* What the task asks:
Continue the piece on project-based learning in schools, picking up right after its final sentence.

Why should “project-based learning” in schools be important to parents, students and the community? First, let’s explore what project-based learning is and how it impacts the students — the students that are our community’s future.
Project-based learning is an instructional method using an extended period of time to investigate and respond to an authentic, engaging and complex question, problem or challenge. Students gain knowledge and skills throughout the project. Frequently, students do not recognize the areas of educational growth and skills they’ve gained because of their passion in the project.
A great example of project-based learning would be the recent “Shark Tank” conducted at McCordsville Elementary. Students were given task parameters of creating a business and launching a product/invention.
The (mock) entrepreneur students were required to follow the timeline, prepare a business plan, use vocabulary words, create a pitch and promotional video, research the cost of materials, target a specific audience and give a speech of their concept as a persuasive argument on why their product should be funded.
This student-led project covered 63 Indiana state standards. The finalists presented their inventions in front of the entire school and were (mock) funded through local community “sharks” consisting of teachers and local community business leaders.
A primary benefit of project-based learning is that students enjoy learning through hands-on research. The projects engage students; they are active, rather than passive in their learning.
The activity provides real-world relevance for students’ learning. Through project-based learning, students learn the value of teamwork, take initiative, learn how to communicate ideas, manage timelines and solve problems.
Soft skills that are essential in today’s workforce or college, such as being respectful, dependable and efficient, are also managed (or learned) in project-based learning. We all know that sometimes teamwork in projects can be challenging; however, this experience prepares students for the real world, as projects in college/career can be difficult as well.
Another benefit of the project-based learning approach is the ability to connect the student and school to the community.

* Excerpted data:

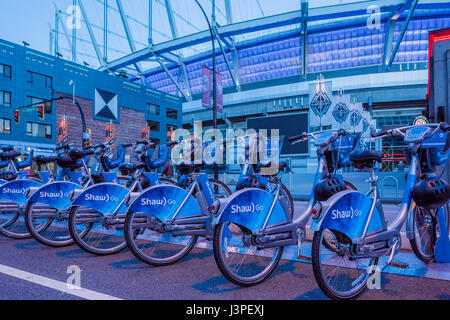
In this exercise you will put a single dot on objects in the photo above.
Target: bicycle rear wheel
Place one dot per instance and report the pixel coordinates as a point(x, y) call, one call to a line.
point(48, 225)
point(337, 275)
point(150, 243)
point(97, 233)
point(426, 232)
point(12, 223)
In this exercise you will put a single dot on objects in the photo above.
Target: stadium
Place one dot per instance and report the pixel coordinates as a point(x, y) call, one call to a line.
point(130, 79)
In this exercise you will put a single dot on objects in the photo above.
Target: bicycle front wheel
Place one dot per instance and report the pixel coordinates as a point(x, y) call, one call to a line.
point(426, 232)
point(337, 275)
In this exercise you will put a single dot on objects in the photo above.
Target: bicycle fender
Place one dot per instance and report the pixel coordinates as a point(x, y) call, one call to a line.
point(250, 208)
point(16, 191)
point(104, 198)
point(347, 212)
point(55, 194)
point(163, 201)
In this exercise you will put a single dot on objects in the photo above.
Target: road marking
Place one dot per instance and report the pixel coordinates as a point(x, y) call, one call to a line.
point(54, 284)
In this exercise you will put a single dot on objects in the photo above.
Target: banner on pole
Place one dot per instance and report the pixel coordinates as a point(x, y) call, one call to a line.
point(206, 80)
point(219, 92)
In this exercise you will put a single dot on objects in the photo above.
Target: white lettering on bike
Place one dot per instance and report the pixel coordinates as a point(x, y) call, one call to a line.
point(250, 208)
point(350, 213)
point(14, 191)
point(157, 202)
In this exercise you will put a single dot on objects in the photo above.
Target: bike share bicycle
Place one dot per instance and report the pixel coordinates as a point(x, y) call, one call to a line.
point(101, 208)
point(358, 224)
point(46, 214)
point(13, 192)
point(253, 228)
point(164, 222)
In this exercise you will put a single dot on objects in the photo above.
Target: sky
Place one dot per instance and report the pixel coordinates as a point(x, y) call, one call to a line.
point(31, 21)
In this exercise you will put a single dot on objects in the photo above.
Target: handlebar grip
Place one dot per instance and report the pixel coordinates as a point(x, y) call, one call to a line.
point(379, 134)
point(444, 127)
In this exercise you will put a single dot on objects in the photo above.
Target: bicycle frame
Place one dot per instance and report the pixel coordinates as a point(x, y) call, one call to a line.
point(179, 211)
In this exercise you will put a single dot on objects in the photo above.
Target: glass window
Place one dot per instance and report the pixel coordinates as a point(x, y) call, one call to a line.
point(5, 126)
point(39, 130)
point(5, 70)
point(154, 125)
point(171, 113)
point(5, 98)
point(153, 109)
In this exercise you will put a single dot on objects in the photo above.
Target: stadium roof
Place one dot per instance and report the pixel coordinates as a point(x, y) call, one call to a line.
point(179, 34)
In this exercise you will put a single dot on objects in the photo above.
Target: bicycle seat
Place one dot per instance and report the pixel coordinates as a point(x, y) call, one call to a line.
point(129, 168)
point(6, 147)
point(8, 176)
point(10, 154)
point(42, 160)
point(365, 158)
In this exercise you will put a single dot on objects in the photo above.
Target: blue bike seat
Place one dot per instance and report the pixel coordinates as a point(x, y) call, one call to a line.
point(6, 147)
point(112, 164)
point(129, 168)
point(26, 162)
point(42, 160)
point(366, 156)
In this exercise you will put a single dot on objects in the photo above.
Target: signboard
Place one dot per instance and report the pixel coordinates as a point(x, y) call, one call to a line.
point(110, 133)
point(145, 133)
point(63, 135)
point(219, 92)
point(288, 126)
point(206, 80)
point(419, 120)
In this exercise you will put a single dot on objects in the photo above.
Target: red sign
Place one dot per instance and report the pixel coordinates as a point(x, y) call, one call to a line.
point(206, 81)
point(219, 92)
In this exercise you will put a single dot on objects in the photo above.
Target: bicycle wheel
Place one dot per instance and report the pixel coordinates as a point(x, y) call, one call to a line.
point(48, 225)
point(97, 233)
point(329, 239)
point(12, 223)
point(237, 255)
point(337, 275)
point(150, 243)
point(426, 232)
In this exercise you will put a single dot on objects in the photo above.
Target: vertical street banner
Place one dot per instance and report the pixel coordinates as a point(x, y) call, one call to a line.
point(219, 92)
point(110, 133)
point(62, 132)
point(206, 80)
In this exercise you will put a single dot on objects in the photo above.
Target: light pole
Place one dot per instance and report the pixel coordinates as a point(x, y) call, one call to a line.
point(216, 172)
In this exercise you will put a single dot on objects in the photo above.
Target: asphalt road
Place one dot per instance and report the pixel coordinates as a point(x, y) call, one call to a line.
point(196, 277)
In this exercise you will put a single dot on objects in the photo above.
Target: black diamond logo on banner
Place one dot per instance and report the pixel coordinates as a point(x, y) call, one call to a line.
point(341, 112)
point(106, 104)
point(365, 125)
point(320, 104)
point(355, 118)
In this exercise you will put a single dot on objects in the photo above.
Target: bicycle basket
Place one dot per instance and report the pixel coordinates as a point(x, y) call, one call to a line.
point(431, 193)
point(342, 148)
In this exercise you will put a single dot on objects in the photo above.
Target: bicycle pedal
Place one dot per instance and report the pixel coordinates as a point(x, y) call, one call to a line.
point(304, 258)
point(398, 264)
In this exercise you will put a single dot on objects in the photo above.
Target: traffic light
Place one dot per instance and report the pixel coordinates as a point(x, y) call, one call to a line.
point(17, 116)
point(41, 111)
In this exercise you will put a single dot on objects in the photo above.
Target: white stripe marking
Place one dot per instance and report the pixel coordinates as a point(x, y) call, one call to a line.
point(54, 284)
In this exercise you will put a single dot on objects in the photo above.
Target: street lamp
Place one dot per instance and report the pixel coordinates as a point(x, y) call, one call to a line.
point(216, 173)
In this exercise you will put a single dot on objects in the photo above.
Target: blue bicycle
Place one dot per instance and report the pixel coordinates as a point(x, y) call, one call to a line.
point(255, 225)
point(101, 208)
point(14, 185)
point(164, 222)
point(357, 220)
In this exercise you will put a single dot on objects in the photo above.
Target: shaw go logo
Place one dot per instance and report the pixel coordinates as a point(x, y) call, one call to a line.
point(250, 208)
point(157, 202)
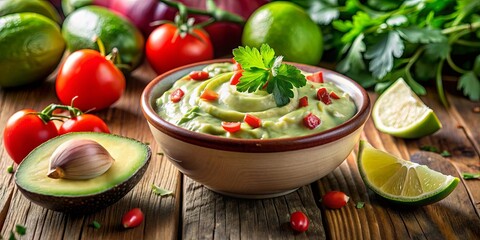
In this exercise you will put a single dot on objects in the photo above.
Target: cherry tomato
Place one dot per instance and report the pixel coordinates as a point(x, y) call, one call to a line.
point(96, 82)
point(303, 102)
point(176, 95)
point(24, 131)
point(334, 95)
point(132, 218)
point(322, 95)
point(235, 79)
point(84, 123)
point(231, 127)
point(199, 75)
point(335, 199)
point(209, 95)
point(167, 49)
point(311, 121)
point(299, 221)
point(253, 121)
point(316, 77)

* Output for this exercise:
The community can be involved in the project or the project can entail solving a problem that is important to the student and their community. The project can have a powerful effect in creating emerging and transformative leaders. Projects that are close to heart can give students a sense of purpose and realize they can make a difference in the world.
Another example of project-based learning is the Mt. Vernon High School students whose group is now known as the “Green Team.” Eight students in developmental reading have inspired their peers to drink more water using the new water bottle refilling stations they encouraged the district to purchase. Their contagious passion towards healthy initiatives resulted in a corporate partnership with Hancock Regional Hospital, which purchased “Marauder Water” bottles for their club to sell. The project involved teamwork, research, presentations, student surveys and fundraising.
I believe the boring “chalk and talk” pedagogy for education is in transition; students are driving their learning in schools using modern teaching methods such as project-based learning.
Students perceive the project as personally meaningful, which drives their desire to do well. These projects also serve an educational purpose, fulfilling academic goals while achieving an engaging and personal education for each student.
In summary, students, parents and the community should support schools/teachers that provide the innovative and progressive project-based learning. Students deserve to have a project-based learning environment where they engage in their learning and develop skills used in the 21st century environment.